= Stated goal =
How many lines in the entries below contain the string "output"? Case counts, so give only the number.

= Data supplied =

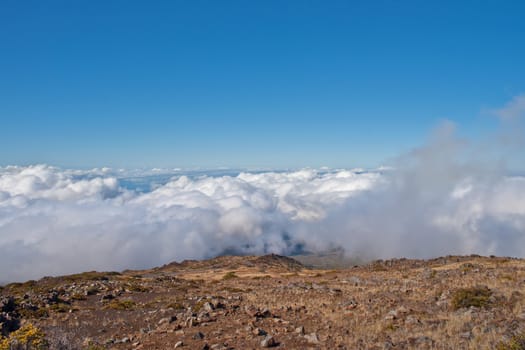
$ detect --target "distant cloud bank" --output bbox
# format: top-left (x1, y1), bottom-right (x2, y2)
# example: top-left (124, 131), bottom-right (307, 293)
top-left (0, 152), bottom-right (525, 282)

--

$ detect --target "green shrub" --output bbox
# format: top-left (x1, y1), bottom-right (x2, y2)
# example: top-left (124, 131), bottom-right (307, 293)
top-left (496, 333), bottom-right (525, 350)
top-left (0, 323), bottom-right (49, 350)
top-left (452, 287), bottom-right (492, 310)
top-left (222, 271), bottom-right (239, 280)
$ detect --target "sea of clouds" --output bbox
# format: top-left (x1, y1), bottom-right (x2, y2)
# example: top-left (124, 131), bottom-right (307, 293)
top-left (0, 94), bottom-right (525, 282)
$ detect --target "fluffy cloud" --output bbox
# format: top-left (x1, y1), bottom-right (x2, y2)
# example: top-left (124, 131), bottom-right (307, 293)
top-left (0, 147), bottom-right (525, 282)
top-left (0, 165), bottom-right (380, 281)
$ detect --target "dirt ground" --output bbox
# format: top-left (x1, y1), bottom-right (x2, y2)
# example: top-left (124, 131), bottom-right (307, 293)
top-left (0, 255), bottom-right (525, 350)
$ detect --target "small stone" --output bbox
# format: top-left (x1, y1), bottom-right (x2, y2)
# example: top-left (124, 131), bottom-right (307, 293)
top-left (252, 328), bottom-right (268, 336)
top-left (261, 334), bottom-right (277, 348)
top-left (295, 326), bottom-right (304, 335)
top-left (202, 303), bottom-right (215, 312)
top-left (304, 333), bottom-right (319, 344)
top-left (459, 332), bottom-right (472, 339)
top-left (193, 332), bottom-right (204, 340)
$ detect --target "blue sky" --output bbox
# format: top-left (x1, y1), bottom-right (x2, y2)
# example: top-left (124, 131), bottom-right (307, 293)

...

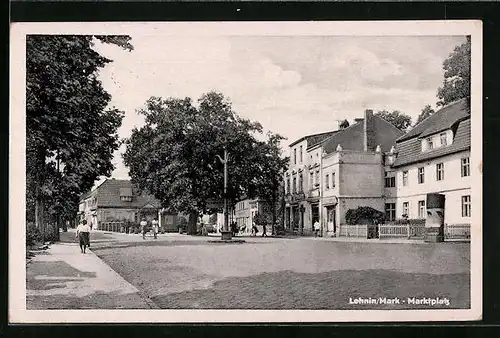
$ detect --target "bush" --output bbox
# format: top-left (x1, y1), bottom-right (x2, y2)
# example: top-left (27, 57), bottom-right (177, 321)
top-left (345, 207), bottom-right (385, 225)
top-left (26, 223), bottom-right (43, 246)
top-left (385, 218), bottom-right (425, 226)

= Complete response =
8